» **ACTION ITEM**
Each line below from the one containing "Any prompts in" through the one containing "box: [0, 40, 363, 268]" should be output exactly as it stands, and no other line should appear.

[Saved data entries]

##########

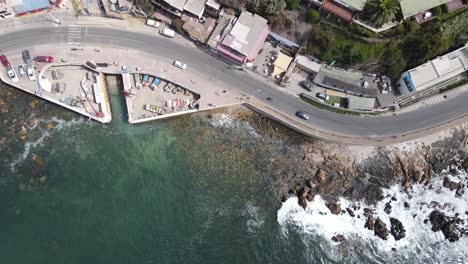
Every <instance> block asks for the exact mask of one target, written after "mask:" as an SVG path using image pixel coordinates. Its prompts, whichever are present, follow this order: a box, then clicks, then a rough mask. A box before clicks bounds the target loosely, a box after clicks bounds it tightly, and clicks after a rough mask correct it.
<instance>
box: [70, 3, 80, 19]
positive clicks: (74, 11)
mask: <svg viewBox="0 0 468 264" xmlns="http://www.w3.org/2000/svg"><path fill="white" fill-rule="evenodd" d="M76 1H77V0H72V5H73V11H74V12H75V17H78V16H79V15H80V11H79V10H78V2H76Z"/></svg>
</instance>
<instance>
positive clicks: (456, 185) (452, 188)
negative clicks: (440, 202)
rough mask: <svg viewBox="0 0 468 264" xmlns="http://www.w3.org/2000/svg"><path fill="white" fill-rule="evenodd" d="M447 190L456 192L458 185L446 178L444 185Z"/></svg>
mask: <svg viewBox="0 0 468 264" xmlns="http://www.w3.org/2000/svg"><path fill="white" fill-rule="evenodd" d="M442 185H443V186H444V187H445V188H449V189H450V190H451V191H454V190H455V189H457V188H458V183H456V182H454V181H451V180H450V179H449V178H448V177H445V178H444V182H443V184H442Z"/></svg>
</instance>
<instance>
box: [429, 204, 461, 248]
mask: <svg viewBox="0 0 468 264" xmlns="http://www.w3.org/2000/svg"><path fill="white" fill-rule="evenodd" d="M429 220H430V221H431V224H432V231H434V232H437V231H442V233H443V234H444V237H445V239H448V240H449V241H450V242H455V241H458V240H459V239H460V237H461V236H462V235H463V233H464V231H465V230H464V229H463V228H461V227H460V226H459V225H460V224H462V220H461V219H459V218H456V217H449V216H446V215H445V214H444V213H442V212H440V211H437V210H434V211H432V212H431V214H430V215H429Z"/></svg>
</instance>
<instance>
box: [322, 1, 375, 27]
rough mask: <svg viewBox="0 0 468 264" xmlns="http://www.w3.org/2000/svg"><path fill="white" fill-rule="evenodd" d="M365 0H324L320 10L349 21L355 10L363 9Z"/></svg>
mask: <svg viewBox="0 0 468 264" xmlns="http://www.w3.org/2000/svg"><path fill="white" fill-rule="evenodd" d="M366 2H367V0H325V2H324V3H323V4H322V7H321V10H325V11H327V12H330V13H332V14H334V15H335V16H337V17H340V18H342V19H344V20H345V21H348V22H349V23H351V22H352V21H353V16H354V14H355V13H356V12H360V11H362V10H363V9H364V5H365V4H366Z"/></svg>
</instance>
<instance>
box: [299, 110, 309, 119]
mask: <svg viewBox="0 0 468 264" xmlns="http://www.w3.org/2000/svg"><path fill="white" fill-rule="evenodd" d="M296 116H298V117H300V118H302V119H304V120H309V118H310V116H309V114H307V113H305V112H302V111H297V112H296Z"/></svg>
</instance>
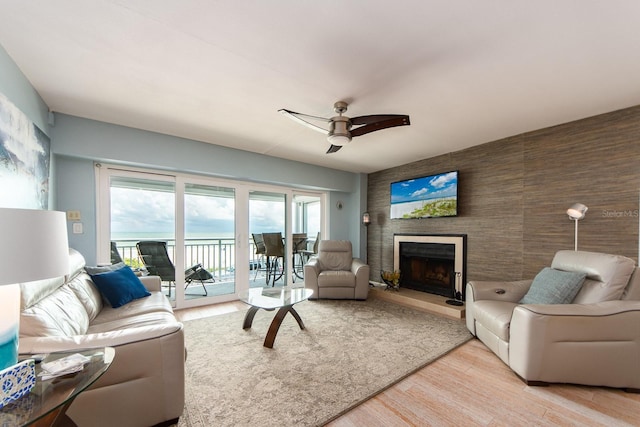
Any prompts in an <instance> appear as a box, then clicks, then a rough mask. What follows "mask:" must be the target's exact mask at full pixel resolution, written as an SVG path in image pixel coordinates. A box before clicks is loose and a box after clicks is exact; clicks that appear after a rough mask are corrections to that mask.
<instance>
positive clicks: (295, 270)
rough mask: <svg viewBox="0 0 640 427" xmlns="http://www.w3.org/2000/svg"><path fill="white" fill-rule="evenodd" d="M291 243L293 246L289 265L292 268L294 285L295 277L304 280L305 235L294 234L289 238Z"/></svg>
mask: <svg viewBox="0 0 640 427" xmlns="http://www.w3.org/2000/svg"><path fill="white" fill-rule="evenodd" d="M291 243H292V245H293V248H292V256H291V258H292V259H291V265H292V266H293V282H294V283H295V281H296V277H297V278H298V279H304V264H305V262H306V259H305V255H304V253H303V251H304V250H306V249H307V233H294V234H293V236H291Z"/></svg>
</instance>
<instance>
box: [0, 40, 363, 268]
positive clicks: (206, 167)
mask: <svg viewBox="0 0 640 427" xmlns="http://www.w3.org/2000/svg"><path fill="white" fill-rule="evenodd" d="M0 92H2V93H3V94H4V95H5V96H7V98H9V99H10V100H11V102H13V103H14V104H15V105H16V106H17V107H18V108H20V110H21V111H23V112H24V113H25V114H26V115H27V116H28V117H29V118H30V119H31V120H32V121H33V122H34V123H35V124H36V125H37V126H38V127H39V128H40V129H42V131H43V132H44V133H45V134H47V135H48V136H49V137H50V138H51V150H52V153H53V156H52V162H51V165H52V180H51V201H50V207H51V208H52V209H56V210H61V211H68V210H77V211H80V213H81V215H82V223H83V226H84V233H83V234H69V245H70V246H71V247H74V248H76V249H78V250H79V251H80V252H81V253H83V254H84V255H85V257H86V258H87V262H88V263H90V264H93V263H95V262H96V246H97V243H96V236H97V232H96V221H95V218H96V183H95V173H94V166H93V162H94V161H98V162H105V163H116V164H123V165H129V166H137V167H144V168H152V169H162V170H170V171H178V172H186V173H195V174H202V175H209V176H218V177H223V178H232V179H239V180H245V181H252V182H260V183H270V184H276V185H284V186H292V187H297V188H304V189H316V190H326V191H329V192H330V193H329V213H330V218H331V219H330V224H329V233H330V235H329V236H328V237H330V238H332V239H346V240H351V241H352V242H353V245H354V255H355V256H360V254H364V253H366V249H365V248H366V243H363V242H365V240H364V239H363V235H362V231H363V228H362V226H361V225H360V217H361V214H362V212H363V211H364V210H365V208H363V207H362V206H366V193H367V192H366V186H367V184H366V182H367V176H366V175H365V174H353V173H348V172H343V171H339V170H334V169H328V168H322V167H319V166H313V165H309V164H305V163H300V162H293V161H289V160H284V159H279V158H276V157H269V156H264V155H260V154H255V153H249V152H246V151H240V150H235V149H231V148H226V147H222V146H216V145H212V144H205V143H201V142H197V141H192V140H186V139H181V138H175V137H172V136H168V135H162V134H157V133H153V132H147V131H142V130H138V129H132V128H127V127H122V126H116V125H111V124H108V123H103V122H97V121H93V120H87V119H83V118H79V117H74V116H68V115H64V114H56V115H55V121H54V123H55V124H53V125H50V124H49V108H48V106H47V105H46V103H45V102H44V101H43V100H42V98H41V97H40V95H39V94H38V93H37V91H36V90H35V89H34V88H33V86H32V85H31V84H30V82H29V81H28V80H27V78H26V77H25V76H24V74H23V73H22V72H21V71H20V69H19V68H18V67H17V65H16V64H15V62H14V61H13V60H12V59H11V57H10V56H9V54H8V53H7V52H6V51H5V50H4V49H3V48H2V47H1V46H0ZM338 200H341V201H342V202H343V209H342V210H338V209H337V208H336V203H337V201H338ZM363 200H364V202H363Z"/></svg>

##########

» **ANSWER TO THIS PROBLEM**
Any prompts in an <instance> appear as a box, then clicks, then a rough mask. What follows "mask:" must be the target's exact mask at full pixel resolution, written as an SVG path in image pixel coordinates. A box before clicks is loose and a box after clicks is exact; clicks that appear after a rough mask are corrections to that mask.
<instance>
positive clicks: (295, 270)
rough mask: <svg viewBox="0 0 640 427" xmlns="http://www.w3.org/2000/svg"><path fill="white" fill-rule="evenodd" d="M291 243L293 246L289 265L292 268L294 285L295 277L304 280L305 235L294 234L289 238Z"/></svg>
mask: <svg viewBox="0 0 640 427" xmlns="http://www.w3.org/2000/svg"><path fill="white" fill-rule="evenodd" d="M291 243H292V245H293V248H292V256H291V258H292V259H291V265H292V266H293V282H294V283H295V281H296V277H297V278H298V279H304V264H305V262H306V259H305V255H304V253H303V251H304V250H306V249H307V233H294V234H293V236H291Z"/></svg>
</instance>
<instance>
box: [0, 40, 363, 268]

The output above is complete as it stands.